→ **Exercise goal**
Reproduce verbatim the stretch of the records from the line containing "Objective — for every instance of the gray" through the line containing "[[218, 282]]", with both of those lines included.

(Point labeling data based on photos)
####

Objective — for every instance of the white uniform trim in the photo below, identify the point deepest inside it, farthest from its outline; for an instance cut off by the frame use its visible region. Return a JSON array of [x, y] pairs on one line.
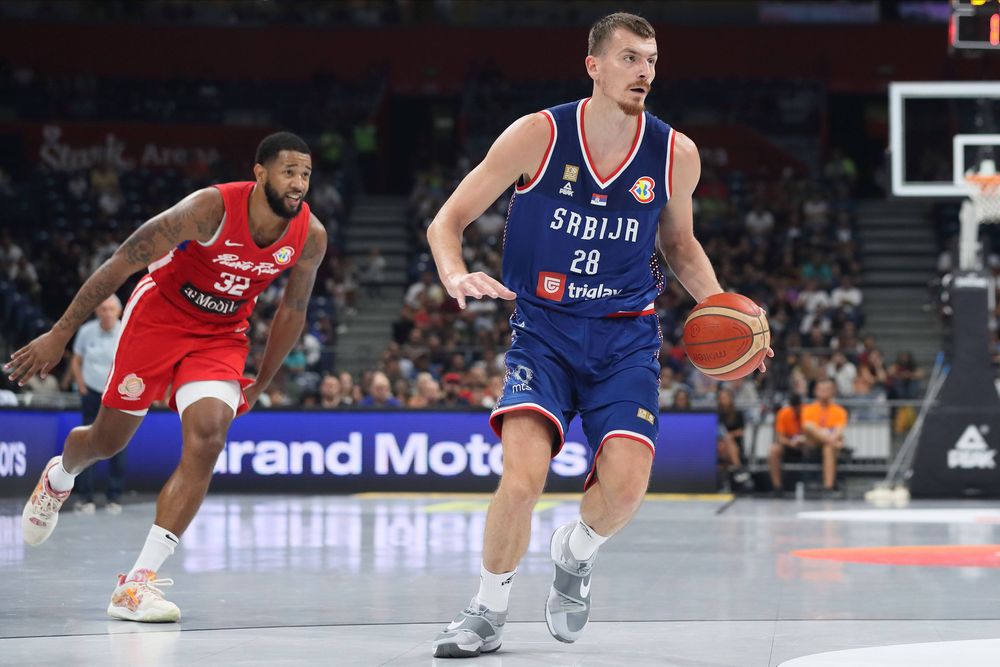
[[531, 406], [227, 391], [216, 235], [667, 176], [631, 435], [141, 288]]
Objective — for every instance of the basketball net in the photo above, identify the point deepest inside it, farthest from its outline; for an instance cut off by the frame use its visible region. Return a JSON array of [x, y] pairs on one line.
[[982, 208]]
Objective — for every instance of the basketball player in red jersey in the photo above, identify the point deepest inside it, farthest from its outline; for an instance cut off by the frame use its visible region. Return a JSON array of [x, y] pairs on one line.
[[576, 348], [184, 327]]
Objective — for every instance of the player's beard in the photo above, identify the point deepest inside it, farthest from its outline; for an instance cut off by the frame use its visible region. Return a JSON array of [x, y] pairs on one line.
[[632, 108], [278, 205]]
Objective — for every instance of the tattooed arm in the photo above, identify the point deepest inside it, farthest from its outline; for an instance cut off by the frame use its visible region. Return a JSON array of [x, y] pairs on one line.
[[196, 217], [291, 316]]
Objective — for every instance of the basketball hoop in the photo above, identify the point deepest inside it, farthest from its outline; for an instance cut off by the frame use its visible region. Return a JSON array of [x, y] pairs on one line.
[[984, 192], [982, 208]]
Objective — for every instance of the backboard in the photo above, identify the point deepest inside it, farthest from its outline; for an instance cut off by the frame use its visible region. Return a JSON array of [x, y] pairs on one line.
[[939, 130]]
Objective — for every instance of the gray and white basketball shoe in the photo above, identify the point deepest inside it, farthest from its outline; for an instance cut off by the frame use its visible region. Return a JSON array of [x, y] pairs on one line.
[[568, 606], [475, 630]]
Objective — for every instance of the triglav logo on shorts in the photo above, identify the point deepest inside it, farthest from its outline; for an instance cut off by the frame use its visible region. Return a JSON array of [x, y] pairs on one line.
[[284, 255], [972, 451], [642, 190], [551, 286], [131, 387]]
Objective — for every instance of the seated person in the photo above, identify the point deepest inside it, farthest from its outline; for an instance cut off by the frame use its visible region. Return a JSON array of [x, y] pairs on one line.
[[787, 436], [823, 424]]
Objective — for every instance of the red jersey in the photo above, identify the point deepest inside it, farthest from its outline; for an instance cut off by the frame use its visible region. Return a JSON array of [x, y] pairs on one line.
[[218, 282]]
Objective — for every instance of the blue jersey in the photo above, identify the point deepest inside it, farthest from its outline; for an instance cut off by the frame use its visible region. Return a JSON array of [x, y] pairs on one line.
[[583, 243]]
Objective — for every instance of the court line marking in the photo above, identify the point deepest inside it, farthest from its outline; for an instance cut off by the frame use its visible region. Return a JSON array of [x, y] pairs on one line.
[[436, 623], [460, 496], [729, 503]]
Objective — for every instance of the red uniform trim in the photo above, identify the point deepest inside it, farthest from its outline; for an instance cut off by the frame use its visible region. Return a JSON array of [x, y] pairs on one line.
[[586, 148], [670, 171], [592, 476], [495, 425], [545, 158]]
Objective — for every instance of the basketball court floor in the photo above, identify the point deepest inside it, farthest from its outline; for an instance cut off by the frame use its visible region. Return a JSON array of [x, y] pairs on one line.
[[370, 579]]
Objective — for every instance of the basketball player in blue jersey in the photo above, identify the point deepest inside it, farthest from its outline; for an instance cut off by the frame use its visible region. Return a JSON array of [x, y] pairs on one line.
[[598, 184]]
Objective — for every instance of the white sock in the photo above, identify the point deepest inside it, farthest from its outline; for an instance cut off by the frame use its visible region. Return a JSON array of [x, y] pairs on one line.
[[494, 589], [59, 479], [584, 540], [160, 544]]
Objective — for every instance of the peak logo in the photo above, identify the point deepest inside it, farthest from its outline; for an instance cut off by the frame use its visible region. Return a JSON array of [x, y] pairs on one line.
[[551, 286], [971, 451]]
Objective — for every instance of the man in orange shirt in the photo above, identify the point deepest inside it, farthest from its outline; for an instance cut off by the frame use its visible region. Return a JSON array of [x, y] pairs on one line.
[[818, 424]]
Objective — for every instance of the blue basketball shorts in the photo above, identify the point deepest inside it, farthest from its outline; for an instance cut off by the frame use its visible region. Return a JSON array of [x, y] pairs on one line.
[[605, 369]]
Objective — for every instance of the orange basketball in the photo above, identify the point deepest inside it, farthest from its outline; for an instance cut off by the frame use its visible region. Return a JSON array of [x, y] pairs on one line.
[[726, 336]]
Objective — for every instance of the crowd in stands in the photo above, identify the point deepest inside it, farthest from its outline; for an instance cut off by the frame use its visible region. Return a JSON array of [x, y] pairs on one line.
[[788, 240]]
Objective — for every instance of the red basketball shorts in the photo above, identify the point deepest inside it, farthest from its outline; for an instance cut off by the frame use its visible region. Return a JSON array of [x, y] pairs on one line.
[[161, 348]]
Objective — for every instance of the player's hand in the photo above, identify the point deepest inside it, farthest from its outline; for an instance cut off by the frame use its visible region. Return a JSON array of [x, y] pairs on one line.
[[251, 394], [37, 357], [770, 353], [476, 285]]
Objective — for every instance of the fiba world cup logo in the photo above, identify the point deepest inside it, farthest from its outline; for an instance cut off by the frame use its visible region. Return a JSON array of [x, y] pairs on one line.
[[131, 387], [642, 190]]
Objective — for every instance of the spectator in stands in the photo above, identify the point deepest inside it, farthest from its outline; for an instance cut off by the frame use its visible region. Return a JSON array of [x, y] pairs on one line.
[[682, 401], [427, 394], [904, 377], [669, 386], [730, 442], [453, 392], [374, 273], [759, 222], [842, 372], [380, 393], [823, 424], [330, 393], [814, 301], [349, 394], [788, 435], [417, 289], [846, 299]]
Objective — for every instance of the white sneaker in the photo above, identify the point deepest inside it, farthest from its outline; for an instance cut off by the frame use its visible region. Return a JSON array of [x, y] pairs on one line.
[[139, 598], [41, 512], [81, 507]]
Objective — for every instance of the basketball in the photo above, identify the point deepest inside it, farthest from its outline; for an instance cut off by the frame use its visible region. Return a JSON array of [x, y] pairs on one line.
[[726, 336]]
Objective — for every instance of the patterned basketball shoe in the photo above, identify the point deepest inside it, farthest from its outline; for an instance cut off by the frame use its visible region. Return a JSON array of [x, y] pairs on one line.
[[41, 512], [139, 598], [475, 630], [568, 606]]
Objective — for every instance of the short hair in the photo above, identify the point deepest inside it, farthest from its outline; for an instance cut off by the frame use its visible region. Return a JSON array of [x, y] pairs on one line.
[[604, 27], [277, 142]]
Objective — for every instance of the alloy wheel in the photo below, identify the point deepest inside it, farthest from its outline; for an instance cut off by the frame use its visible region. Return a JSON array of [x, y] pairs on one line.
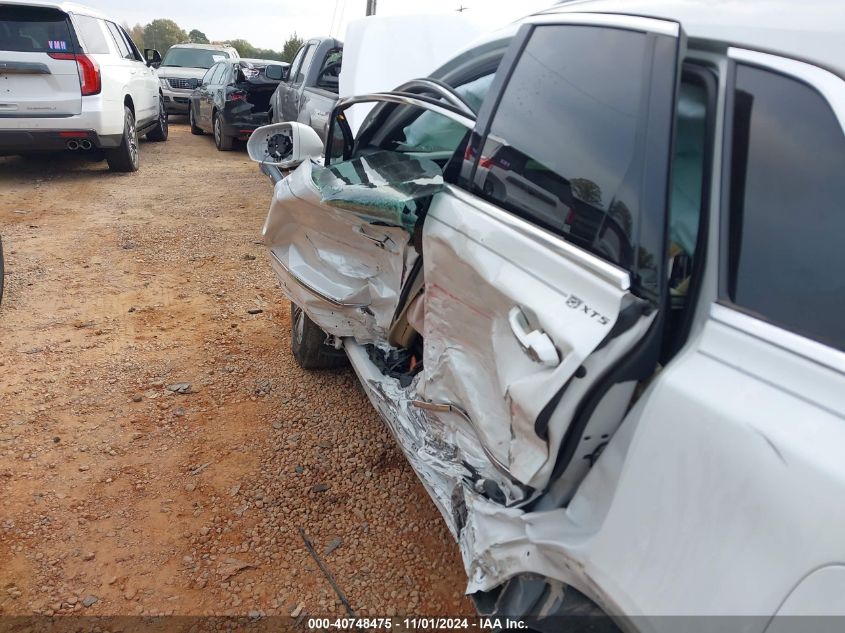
[[132, 139]]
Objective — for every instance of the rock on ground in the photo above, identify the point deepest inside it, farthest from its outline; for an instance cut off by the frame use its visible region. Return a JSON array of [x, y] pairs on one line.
[[120, 286]]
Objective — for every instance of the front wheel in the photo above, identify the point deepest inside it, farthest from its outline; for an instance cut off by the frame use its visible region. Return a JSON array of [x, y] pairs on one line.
[[223, 142], [196, 130], [308, 343], [162, 129], [125, 158]]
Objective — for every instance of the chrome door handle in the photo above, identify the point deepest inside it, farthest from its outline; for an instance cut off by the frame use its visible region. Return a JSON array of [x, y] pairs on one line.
[[535, 343]]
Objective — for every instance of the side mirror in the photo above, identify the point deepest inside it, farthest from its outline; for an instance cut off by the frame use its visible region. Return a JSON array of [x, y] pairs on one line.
[[153, 57], [284, 145], [275, 72]]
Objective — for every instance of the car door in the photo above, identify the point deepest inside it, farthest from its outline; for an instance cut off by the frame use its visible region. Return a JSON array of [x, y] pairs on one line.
[[340, 237], [544, 267], [198, 95], [136, 84], [282, 94], [148, 83], [206, 100], [725, 504], [38, 72], [297, 81]]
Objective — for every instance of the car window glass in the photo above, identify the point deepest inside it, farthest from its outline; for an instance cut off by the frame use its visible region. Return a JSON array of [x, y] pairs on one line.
[[218, 74], [787, 203], [193, 57], [34, 30], [687, 168], [136, 54], [122, 48], [306, 63], [90, 32], [566, 148]]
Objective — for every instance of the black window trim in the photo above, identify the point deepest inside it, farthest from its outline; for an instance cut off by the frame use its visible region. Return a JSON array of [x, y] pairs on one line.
[[796, 70], [487, 112]]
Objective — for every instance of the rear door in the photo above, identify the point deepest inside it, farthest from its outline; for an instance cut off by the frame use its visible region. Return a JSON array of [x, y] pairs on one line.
[[135, 75], [296, 83], [545, 268], [341, 237], [37, 77], [743, 495], [206, 97]]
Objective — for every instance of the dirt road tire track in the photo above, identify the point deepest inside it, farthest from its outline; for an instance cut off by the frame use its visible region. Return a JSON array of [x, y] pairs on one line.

####

→ **Answer to the problem**
Objective — for every instance of the gray and white basketball shoe in the photo above, identify the point deepest inside it, farthest from its outline; for an instance cut off by the frame use its visible region. Return a JSON array of [x, y] pairs on one line.
[[568, 606], [475, 630]]
Objective — for every instance of the triglav logo on shorts in the photo above, identify the point deepest inside it, farthest from its outline; for an instance cut off by the frame use its visible region. Return a JSON array of [x, y] pairs on one line.
[[284, 255], [972, 451], [642, 190], [551, 286], [131, 387]]
Objective — for every instance of the seated person in the photo above, identify the point deepest inside it, farthest from its outline; for an instance cut off by the frame use its visible region. Return a JSON array of [x, y] pairs on one line.
[[787, 436], [823, 424]]
Objective — for every instance of the red jersey in the photo above, identify the point deepest inside it, farthest from its outline; for an instance cut off by the frame use its visible region. Return a JSON array of [x, y] pairs on one line.
[[218, 282]]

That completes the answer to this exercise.